### Work to complete
Look through the lines below and extract each one that contains "lamp".

### Input records
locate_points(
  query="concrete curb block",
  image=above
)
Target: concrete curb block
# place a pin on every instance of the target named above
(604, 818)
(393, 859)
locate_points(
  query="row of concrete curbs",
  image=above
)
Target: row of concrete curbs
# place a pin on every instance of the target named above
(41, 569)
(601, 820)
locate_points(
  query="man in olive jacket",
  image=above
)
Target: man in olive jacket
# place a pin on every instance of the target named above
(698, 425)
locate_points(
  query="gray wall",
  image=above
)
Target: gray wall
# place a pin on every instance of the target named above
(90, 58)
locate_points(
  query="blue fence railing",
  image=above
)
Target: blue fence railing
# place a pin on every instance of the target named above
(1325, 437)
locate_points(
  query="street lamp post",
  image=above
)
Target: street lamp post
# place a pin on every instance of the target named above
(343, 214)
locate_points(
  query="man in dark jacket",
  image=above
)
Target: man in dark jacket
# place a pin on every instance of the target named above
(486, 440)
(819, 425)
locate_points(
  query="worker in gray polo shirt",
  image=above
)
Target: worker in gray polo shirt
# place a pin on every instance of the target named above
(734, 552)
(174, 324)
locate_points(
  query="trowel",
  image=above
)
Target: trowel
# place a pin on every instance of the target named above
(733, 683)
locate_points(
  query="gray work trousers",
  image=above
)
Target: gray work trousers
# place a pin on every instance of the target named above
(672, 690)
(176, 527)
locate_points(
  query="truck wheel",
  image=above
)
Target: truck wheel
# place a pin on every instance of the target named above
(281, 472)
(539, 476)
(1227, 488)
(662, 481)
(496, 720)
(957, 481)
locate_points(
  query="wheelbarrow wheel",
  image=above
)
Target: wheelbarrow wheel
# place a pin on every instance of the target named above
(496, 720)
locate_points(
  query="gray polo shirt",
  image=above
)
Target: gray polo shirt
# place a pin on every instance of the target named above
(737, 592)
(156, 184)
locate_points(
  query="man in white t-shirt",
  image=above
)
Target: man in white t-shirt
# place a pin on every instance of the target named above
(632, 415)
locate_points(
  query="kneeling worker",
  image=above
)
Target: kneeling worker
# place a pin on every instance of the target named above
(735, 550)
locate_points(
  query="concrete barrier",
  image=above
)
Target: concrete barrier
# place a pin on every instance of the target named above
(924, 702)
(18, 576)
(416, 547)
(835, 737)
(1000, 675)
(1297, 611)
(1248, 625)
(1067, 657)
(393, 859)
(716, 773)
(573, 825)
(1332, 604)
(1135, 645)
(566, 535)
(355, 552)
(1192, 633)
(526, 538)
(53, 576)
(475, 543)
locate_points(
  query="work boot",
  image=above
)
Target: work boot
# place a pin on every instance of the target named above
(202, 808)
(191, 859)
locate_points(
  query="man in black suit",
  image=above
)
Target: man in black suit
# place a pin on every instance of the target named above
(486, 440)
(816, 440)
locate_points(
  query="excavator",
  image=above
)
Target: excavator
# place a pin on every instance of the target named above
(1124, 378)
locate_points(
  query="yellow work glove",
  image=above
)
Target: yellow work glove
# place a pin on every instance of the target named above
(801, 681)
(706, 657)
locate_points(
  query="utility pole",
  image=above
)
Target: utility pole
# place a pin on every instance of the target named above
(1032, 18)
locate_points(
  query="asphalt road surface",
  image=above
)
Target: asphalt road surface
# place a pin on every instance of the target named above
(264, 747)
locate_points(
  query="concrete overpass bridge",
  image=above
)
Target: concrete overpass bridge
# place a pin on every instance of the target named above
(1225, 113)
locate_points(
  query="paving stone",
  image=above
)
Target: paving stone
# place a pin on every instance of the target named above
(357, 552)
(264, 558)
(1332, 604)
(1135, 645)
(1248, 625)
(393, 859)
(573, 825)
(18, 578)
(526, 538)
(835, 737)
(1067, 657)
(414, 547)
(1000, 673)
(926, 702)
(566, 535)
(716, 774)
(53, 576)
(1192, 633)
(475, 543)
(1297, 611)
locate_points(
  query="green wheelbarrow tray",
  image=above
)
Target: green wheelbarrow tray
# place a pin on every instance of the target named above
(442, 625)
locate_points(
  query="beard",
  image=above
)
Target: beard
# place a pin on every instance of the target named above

### Response area
  query="street lamp post",
Target: street lamp post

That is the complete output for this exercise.